• Set task
Rescale the entries below, from the line with "Reviewer note: confirm that each instance of the yellow hose" up to and including the final line of the entries, by writing out all of those lines again, requests included, with every coordinate in the answers multiplied by 0.6 and rounded to a whole number, halves rounding up. Leave the pictures out of your answer.

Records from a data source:
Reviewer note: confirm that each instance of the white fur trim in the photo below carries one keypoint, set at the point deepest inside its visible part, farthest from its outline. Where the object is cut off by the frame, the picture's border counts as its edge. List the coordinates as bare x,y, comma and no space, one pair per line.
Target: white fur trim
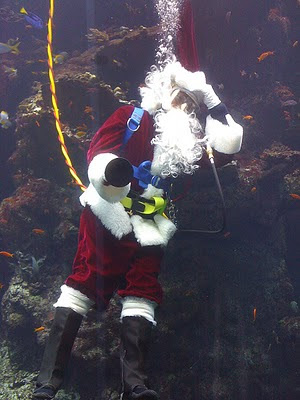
74,299
165,226
224,138
112,215
210,98
96,176
152,233
138,307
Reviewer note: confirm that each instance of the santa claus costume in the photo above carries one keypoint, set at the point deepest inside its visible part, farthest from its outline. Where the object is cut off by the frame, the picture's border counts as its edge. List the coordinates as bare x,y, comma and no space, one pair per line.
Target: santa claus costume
120,247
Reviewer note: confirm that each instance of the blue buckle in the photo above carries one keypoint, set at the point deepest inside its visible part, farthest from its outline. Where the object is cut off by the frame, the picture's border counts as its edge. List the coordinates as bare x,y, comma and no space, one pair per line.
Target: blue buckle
155,181
131,120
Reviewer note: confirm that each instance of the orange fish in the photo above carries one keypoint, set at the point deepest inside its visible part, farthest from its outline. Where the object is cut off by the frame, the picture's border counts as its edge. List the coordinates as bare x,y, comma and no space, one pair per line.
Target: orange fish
88,109
254,314
295,196
40,329
248,117
38,231
265,55
6,254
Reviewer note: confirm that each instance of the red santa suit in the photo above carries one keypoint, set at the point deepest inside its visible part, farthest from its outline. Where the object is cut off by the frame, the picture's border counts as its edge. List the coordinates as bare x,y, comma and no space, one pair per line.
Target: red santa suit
116,251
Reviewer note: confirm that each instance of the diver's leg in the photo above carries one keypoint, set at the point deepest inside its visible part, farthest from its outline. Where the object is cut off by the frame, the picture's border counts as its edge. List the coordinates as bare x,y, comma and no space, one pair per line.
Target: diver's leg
70,309
140,298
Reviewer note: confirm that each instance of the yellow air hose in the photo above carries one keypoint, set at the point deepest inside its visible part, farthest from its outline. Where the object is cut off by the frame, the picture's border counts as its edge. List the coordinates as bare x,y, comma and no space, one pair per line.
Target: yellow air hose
54,100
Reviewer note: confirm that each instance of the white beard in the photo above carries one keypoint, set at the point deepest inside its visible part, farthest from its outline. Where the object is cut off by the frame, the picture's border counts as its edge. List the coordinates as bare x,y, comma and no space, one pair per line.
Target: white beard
177,144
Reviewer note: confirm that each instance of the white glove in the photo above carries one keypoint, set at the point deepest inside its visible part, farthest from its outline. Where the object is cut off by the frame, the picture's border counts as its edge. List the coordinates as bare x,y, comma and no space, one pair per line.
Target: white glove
96,174
226,139
196,82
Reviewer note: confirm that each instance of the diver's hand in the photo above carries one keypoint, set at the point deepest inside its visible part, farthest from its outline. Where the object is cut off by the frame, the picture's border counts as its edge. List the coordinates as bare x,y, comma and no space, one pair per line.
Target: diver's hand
118,172
196,82
225,138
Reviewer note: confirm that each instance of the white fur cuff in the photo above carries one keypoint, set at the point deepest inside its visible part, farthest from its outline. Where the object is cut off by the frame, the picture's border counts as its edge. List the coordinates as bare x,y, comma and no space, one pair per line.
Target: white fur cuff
138,307
74,299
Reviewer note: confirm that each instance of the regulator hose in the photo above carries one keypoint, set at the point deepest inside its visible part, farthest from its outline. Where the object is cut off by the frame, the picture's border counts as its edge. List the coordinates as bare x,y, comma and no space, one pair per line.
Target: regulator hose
209,152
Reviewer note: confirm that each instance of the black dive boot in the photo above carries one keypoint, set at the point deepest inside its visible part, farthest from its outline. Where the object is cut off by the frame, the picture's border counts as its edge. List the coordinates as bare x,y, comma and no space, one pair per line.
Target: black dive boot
57,352
135,339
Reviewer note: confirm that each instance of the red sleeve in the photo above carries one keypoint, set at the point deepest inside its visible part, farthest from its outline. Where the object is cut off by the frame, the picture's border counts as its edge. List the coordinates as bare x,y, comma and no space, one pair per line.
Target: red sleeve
109,138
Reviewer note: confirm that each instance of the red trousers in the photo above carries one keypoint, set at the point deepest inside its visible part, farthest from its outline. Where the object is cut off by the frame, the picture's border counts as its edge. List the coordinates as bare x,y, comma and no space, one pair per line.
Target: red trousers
104,264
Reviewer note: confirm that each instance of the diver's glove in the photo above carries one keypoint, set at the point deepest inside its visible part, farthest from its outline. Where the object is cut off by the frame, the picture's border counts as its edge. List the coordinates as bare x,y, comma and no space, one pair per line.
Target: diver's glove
196,82
225,138
110,176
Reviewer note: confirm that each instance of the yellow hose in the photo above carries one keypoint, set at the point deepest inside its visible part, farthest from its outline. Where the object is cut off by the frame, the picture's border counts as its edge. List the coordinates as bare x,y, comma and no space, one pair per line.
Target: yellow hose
54,100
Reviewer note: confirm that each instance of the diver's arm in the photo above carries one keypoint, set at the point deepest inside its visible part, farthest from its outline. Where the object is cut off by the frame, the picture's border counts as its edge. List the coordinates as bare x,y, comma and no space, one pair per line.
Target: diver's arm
110,175
223,133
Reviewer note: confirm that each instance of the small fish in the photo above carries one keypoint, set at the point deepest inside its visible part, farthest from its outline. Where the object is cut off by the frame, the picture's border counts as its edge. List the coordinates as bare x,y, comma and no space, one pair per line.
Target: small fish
38,231
61,57
8,48
4,120
80,134
40,329
10,72
32,19
228,16
289,103
265,55
117,63
295,196
82,127
254,75
6,254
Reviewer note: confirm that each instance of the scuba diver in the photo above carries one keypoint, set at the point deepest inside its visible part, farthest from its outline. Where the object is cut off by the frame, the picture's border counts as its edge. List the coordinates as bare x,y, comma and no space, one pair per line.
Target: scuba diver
124,228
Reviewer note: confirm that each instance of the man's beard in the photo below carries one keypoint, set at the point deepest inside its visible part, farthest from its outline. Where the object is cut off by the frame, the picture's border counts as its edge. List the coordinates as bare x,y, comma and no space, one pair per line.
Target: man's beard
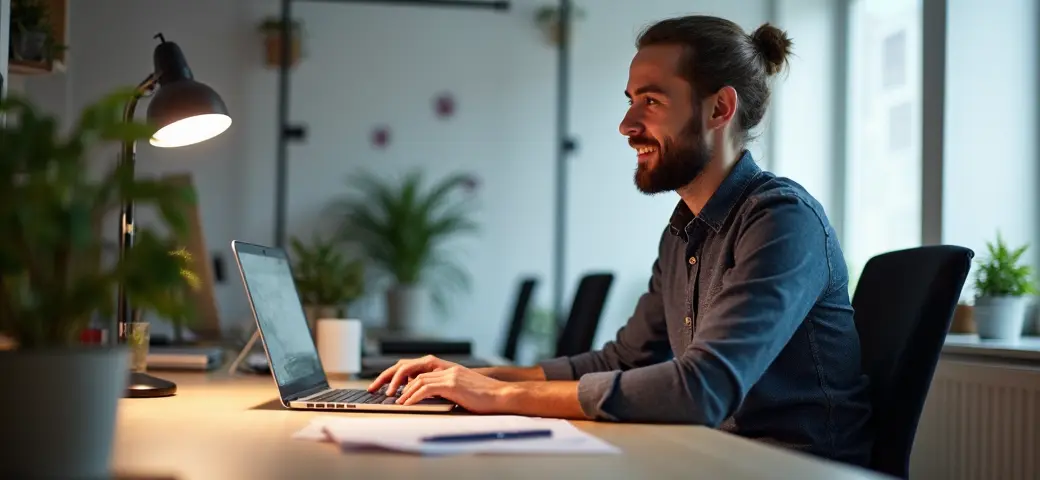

• Completed exercise
Reviewer note: confirm that each instance of the yellow hose in the photo above carries one keypoint, set at the point deepest inside its visible part, farthest from its outline. Where the object is cut off by the frame, the picture's border counts as its edge. List the coordinates as bare x,y, comma and no space, one pair per line.
Target: yellow hose
32,60
Reviewer note: confirm that each instance of the diver's arm in the photo above carries one keypoint, set at the point deepest inside its visible part, farthest from its outline. Where the object is cut off by the frame, the picture's border counts as its edge. List the coordinates as bare x,y, comma and no space, one pair per line.
Target: diver's arm
66,105
134,80
Reviewer note: confirm that each instance of the small fish in the photo above carries one keypoint, set at the point deepest inside its visible part, farthest from its outline. Where the object is cut off by the frame, the picture's border counts as its edge. List the coordinates as bare x,y, comma and no space, one pair per line.
Target: small fish
23,139
37,34
5,29
2,72
48,80
24,197
6,43
19,11
137,10
173,62
159,33
70,38
177,118
49,76
152,45
4,152
Reviewer note: confirm that each instance of the scuba diver in the photo above carries one keypoint, set at the point deepest inside its visible part, farthest from its outline. Where the object is cut off by the frame, the picture's border counts as its edge. List the coordinates as bare x,y, comma and no space, one pair per line.
Target: scuba diver
74,137
Reviewer note: confirm that each instance of the man's beard in the photo below carries one keypoint, set at the point deepest inside its visible part, farthest from its outline. Where the object is cut off by the frame, the picture's border counts as its edge. List the coordinates as bare x,y, comma and no space, one pair per line.
Target: man's beard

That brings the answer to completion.